> _What you should do_
All lines of the records below that contain the word "passenger" must be listed.

> _Dataset entries_
========================================================================
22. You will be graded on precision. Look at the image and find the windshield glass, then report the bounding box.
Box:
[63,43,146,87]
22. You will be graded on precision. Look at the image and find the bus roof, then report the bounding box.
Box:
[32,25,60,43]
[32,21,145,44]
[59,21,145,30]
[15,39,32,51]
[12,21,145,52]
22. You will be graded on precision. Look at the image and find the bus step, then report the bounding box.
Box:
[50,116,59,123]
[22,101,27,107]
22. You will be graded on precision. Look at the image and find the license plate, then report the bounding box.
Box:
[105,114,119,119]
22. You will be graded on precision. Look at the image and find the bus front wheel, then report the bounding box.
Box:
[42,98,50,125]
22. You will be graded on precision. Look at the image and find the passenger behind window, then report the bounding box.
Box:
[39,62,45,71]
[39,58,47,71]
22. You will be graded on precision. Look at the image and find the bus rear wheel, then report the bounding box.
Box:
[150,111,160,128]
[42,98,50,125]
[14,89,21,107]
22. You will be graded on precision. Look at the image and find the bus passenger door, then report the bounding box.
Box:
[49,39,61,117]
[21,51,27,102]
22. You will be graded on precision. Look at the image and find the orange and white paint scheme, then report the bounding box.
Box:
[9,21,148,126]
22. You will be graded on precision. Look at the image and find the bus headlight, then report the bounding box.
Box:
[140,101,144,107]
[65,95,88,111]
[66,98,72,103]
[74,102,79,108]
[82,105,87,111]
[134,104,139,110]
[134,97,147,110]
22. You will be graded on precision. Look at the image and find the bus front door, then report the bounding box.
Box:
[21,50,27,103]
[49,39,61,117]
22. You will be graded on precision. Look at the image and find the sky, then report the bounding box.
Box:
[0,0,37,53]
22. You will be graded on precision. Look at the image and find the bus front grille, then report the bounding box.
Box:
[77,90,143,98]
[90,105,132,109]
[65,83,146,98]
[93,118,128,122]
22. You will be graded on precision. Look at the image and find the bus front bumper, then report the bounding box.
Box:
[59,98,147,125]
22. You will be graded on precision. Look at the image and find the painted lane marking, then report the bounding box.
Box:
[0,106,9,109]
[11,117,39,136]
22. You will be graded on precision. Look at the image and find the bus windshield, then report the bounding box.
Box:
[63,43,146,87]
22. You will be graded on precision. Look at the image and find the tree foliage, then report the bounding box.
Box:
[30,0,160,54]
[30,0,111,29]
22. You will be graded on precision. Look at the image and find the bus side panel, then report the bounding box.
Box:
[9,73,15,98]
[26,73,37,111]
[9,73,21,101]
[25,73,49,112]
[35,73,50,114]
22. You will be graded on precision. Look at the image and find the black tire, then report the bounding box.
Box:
========================================================================
> _Written response_
22. You will be graded on precision. Look at the image and find the passenger behind window, then report the bounding box.
22. You will be graded on precision. Look at the image and find the bus passenger door, then report the bounding box.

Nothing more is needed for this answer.